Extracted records
####
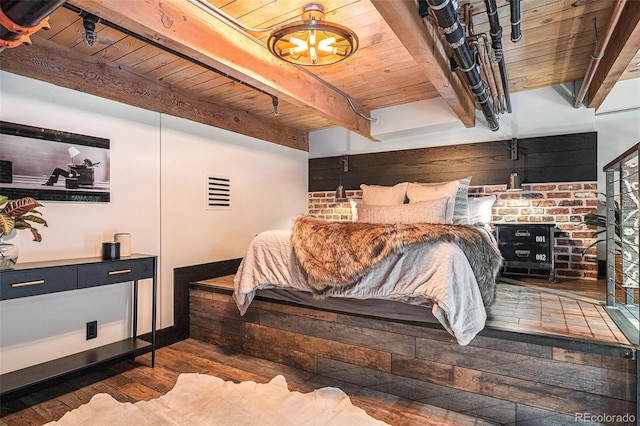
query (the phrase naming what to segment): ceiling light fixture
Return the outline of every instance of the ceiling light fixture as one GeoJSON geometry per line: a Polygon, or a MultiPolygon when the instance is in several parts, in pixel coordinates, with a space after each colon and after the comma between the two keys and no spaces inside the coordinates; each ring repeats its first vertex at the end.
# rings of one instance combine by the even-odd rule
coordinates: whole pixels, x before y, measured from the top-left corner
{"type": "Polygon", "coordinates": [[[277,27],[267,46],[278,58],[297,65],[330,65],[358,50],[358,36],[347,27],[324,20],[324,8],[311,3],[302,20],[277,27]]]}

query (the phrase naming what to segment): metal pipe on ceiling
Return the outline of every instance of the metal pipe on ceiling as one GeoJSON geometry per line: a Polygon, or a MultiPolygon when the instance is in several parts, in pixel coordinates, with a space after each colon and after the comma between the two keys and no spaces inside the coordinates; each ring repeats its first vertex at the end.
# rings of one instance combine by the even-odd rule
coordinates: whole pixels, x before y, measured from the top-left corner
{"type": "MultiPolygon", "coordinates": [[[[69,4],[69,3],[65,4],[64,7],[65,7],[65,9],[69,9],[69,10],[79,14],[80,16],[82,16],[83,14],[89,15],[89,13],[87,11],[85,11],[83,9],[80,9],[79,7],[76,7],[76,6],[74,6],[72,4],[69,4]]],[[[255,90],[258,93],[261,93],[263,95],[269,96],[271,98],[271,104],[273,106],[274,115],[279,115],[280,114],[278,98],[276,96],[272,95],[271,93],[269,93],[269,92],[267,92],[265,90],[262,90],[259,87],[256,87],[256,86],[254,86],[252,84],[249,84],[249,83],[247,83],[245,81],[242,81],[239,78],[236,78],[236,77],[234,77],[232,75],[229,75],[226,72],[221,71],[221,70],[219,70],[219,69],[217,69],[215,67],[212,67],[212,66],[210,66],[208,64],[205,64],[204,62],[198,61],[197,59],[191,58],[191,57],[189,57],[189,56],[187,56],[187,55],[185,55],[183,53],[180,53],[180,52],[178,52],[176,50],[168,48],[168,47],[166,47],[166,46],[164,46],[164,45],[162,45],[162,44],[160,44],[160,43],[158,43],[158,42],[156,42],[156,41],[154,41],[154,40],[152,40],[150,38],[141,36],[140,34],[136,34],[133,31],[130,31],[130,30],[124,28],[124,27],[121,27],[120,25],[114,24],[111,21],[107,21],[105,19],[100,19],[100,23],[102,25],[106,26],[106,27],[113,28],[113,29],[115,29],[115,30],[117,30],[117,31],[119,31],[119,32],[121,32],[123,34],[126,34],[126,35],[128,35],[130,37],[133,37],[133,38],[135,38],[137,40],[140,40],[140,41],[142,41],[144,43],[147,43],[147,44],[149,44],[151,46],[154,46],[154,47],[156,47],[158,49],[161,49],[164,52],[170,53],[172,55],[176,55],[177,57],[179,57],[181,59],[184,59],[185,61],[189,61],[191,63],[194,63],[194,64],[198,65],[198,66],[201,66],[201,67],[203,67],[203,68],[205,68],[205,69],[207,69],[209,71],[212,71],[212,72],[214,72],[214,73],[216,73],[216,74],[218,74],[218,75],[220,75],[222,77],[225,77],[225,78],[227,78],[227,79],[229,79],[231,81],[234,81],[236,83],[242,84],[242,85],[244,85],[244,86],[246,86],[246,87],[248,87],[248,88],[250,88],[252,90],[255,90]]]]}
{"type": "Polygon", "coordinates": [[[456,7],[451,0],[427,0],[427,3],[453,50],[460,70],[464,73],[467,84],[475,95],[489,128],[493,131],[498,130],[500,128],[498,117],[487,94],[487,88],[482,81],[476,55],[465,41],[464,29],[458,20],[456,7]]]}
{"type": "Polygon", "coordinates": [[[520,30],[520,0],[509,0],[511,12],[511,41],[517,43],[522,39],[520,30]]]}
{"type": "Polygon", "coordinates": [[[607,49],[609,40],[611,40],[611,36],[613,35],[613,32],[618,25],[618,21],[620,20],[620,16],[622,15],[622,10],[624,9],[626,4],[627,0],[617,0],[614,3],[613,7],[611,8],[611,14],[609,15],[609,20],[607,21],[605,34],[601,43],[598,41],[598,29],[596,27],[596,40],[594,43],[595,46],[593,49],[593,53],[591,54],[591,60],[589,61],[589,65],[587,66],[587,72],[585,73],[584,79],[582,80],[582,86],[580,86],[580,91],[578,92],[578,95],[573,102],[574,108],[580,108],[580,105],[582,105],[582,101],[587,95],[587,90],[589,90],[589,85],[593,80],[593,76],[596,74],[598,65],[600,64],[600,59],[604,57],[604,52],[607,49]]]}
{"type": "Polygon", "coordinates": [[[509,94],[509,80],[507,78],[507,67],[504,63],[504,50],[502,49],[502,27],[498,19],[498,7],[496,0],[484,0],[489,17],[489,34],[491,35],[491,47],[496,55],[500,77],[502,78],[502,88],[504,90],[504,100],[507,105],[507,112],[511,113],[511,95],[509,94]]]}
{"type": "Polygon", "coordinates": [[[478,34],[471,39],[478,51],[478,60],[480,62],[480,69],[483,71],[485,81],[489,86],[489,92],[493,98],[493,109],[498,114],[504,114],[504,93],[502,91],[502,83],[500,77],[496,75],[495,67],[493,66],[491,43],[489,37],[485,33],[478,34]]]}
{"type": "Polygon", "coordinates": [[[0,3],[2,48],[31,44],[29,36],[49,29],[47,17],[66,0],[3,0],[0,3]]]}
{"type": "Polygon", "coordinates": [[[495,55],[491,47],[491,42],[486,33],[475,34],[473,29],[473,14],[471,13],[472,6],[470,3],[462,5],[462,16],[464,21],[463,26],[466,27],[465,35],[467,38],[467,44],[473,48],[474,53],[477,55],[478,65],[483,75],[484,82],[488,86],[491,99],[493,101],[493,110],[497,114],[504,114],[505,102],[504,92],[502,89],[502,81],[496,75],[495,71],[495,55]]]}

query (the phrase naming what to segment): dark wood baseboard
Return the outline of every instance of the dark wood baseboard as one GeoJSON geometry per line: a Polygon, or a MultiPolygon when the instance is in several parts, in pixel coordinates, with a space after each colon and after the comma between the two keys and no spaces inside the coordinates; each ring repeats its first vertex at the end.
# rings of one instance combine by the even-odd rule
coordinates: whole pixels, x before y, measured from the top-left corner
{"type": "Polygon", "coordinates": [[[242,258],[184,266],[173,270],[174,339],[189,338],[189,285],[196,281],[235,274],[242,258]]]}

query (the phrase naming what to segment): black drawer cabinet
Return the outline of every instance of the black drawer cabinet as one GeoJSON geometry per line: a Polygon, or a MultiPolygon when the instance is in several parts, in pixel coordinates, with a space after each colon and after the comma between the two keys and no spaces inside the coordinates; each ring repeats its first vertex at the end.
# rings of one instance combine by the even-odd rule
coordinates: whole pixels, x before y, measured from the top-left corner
####
• About this exercise
The lines from the start of the data through the line that contains "query (the phrase naming what to segment): metal" are to be returned exactly, please, with both ends included and every picture left out.

• Response box
query (the phrase naming what to segment): ceiling light fixture
Return the outline of every instance of the ceiling light fixture as one GeoJSON geometry per line: a Polygon, or a MultiPolygon when the instance is in several parts, in pixel coordinates, with a space after each colon and after the comma between the two keys and no spaces inside the coordinates; each ring repeats its first vertex at the end.
# rings of one instance combine by the even-odd rule
coordinates: whole pixels, x before y, measured from the top-left corner
{"type": "Polygon", "coordinates": [[[277,27],[267,46],[278,58],[297,65],[330,65],[358,50],[358,36],[347,27],[324,20],[324,8],[311,3],[302,20],[277,27]]]}

query (the phrase naming what to segment): metal pipe on ceiling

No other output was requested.